For our purposes, the worst problem with McCulloch-Pitts units is that, by themselves, they cannot maintain an encoded FSA state in the interim between received state-transition signals. Therefore, we either need to guarantee that the intervals between input signals to the FSA are shorter than the decay time of our state-maintaining units (an unnecessarily strong constraint), or we need to ensure that state can be encoded indefinitely (or latched) as is done in digital electronics. Latching is the path we will take.

We achieve latching and avoid the chatter problem with the use of strong, recurrent self-excitation in ‘readout’ units, like those in the second layer of Fig. 4. This results in bistable dynamical systems with exactly two equilibrium points that produce all-or-none behavior of the desired type. Bistability will play an important role in our proposed architecture, as it does in other neural modeling approaches and in digital electronic circuit components (Hayes, 1993). Bistable striatal neurons in mammals, for example, are thought to produce action initiation by promoting signal propagation through the basal ganglia (Alexander et al., 1986). Because of its role in action initiation and sequencing (Aldridge and Berridge, 1998), the most recent version of ACT-R has associated production firing with the basal ganglia in its mapping from the architecture onto the brain (Anderson et al., 2004). We proposed a similar mapping in Simen et al. (2004).

# [What you have to do]
Write the next part of the passage on latching and bistable readout units, beginning after its final sentence. The material has no part in this exercise.

# [Listed entries]
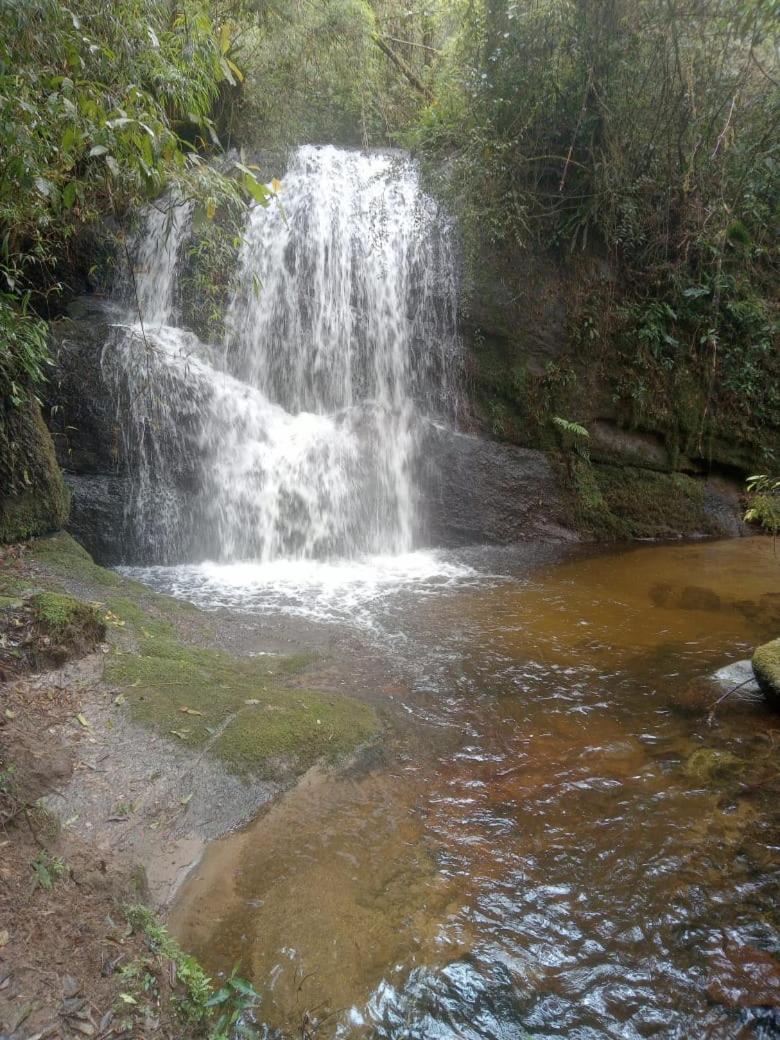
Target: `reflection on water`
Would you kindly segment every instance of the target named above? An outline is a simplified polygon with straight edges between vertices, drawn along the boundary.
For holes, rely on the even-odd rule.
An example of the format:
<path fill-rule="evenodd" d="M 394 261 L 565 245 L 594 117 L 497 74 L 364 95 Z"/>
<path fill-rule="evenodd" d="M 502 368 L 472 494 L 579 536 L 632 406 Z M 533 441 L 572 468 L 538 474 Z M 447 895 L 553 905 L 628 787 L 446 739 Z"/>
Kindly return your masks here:
<path fill-rule="evenodd" d="M 185 944 L 240 959 L 288 1036 L 780 1035 L 780 720 L 734 695 L 708 725 L 706 683 L 780 629 L 772 544 L 383 612 L 414 681 L 382 764 L 212 847 Z"/>

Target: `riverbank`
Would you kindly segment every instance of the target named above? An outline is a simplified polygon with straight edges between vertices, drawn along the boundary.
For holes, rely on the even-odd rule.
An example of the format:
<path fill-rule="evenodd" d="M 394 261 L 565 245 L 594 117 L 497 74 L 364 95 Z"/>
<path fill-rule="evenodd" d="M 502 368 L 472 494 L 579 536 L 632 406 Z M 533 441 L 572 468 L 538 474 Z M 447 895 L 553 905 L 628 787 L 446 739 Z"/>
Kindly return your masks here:
<path fill-rule="evenodd" d="M 354 761 L 380 717 L 333 688 L 328 648 L 160 596 L 67 535 L 4 550 L 0 596 L 0 1032 L 120 1035 L 154 1014 L 145 1035 L 188 1035 L 181 983 L 133 995 L 150 939 L 127 907 L 164 908 L 208 841 L 315 762 Z"/>
<path fill-rule="evenodd" d="M 436 1019 L 443 991 L 471 1036 L 474 987 L 496 1036 L 561 1014 L 603 1035 L 626 1013 L 670 1031 L 763 1021 L 780 987 L 777 717 L 711 677 L 778 630 L 771 541 L 435 563 L 388 587 L 326 569 L 308 591 L 294 567 L 286 588 L 252 567 L 242 584 L 231 568 L 138 572 L 232 603 L 203 612 L 67 536 L 8 552 L 6 675 L 24 652 L 0 746 L 46 810 L 1 838 L 15 1040 L 209 1035 L 203 970 L 137 909 L 172 900 L 182 947 L 214 979 L 240 960 L 283 1036 L 304 1019 L 404 1036 L 392 1023 Z M 33 606 L 64 625 L 37 630 L 36 673 Z M 60 659 L 62 631 L 81 656 Z M 640 970 L 652 991 L 634 1007 Z M 603 985 L 629 995 L 594 1005 Z"/>

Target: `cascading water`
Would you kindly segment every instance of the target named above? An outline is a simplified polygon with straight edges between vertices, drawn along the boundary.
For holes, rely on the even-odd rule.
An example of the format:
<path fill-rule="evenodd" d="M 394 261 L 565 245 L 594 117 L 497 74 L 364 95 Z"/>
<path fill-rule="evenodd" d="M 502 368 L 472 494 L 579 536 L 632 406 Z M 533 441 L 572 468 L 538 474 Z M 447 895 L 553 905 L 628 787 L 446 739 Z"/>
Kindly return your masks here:
<path fill-rule="evenodd" d="M 188 224 L 150 210 L 103 355 L 145 555 L 411 550 L 419 423 L 452 415 L 458 362 L 449 229 L 414 164 L 300 149 L 281 204 L 250 213 L 219 347 L 175 324 Z"/>

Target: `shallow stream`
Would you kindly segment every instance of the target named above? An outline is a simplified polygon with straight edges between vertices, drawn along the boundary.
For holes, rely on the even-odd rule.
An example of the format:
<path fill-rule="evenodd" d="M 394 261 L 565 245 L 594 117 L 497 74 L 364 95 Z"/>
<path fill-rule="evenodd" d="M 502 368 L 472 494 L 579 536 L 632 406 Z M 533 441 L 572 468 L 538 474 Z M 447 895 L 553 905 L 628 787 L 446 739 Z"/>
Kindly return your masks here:
<path fill-rule="evenodd" d="M 772 542 L 388 569 L 145 573 L 405 676 L 374 759 L 210 848 L 182 942 L 269 1036 L 780 1035 L 780 719 L 708 679 L 780 628 Z"/>

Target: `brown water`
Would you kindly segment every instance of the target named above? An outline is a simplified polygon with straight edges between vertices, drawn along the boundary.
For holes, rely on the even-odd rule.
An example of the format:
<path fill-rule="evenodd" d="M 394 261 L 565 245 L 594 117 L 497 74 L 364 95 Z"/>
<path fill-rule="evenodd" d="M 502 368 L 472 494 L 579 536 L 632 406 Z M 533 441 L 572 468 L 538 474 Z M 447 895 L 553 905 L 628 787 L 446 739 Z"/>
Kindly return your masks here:
<path fill-rule="evenodd" d="M 707 677 L 780 631 L 771 542 L 520 569 L 383 624 L 413 681 L 382 761 L 213 846 L 178 937 L 240 960 L 284 1036 L 780 1036 L 780 717 L 707 719 Z"/>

# [Response to the exercise]
Thus recurrent excitation defines the symbolic/subsymbolic interface in our approach to cognitive modeling, by turning a nearly linear system into a highly nonlinear (nearly binary) one.

4.2.2. Hysteresis

In general, bistability and latching are properties of many systems that display hysteresis: that is, systems whose outputs do not depend exclusively on their immediate inputs, but also on the recent history of the system’s outputs. Fig. 6 shows a classic example of a bistable system with hysteresis. The vertical axis represents output values, and the horizontal axis represents input values. The solid curves denote stable equilibrium output values as two, distinct functions of the input values. The dashed curve represents unstable outputs as a function of inputs: for any coordinate pair that lies on this curve, any perturbation of the output will cause it either to increase to the upper solid curve segment or to decrease to the lower solid curve. The resulting dynamics of such a system are that upward velocities occur as the input increases above point A if the output starts out on the lower solid curve (these velocities become large as the input grows greater than A). Similarly, downward velocities occur as the input decreases below B if the output starts out on the upper solid curve. For any input I in the range between B and A, the system’s output value has either the lower or upper solid curve as its equilibrium, depending on whether the previous output values were, respectively, below or above the dashed curve.

Figure 6.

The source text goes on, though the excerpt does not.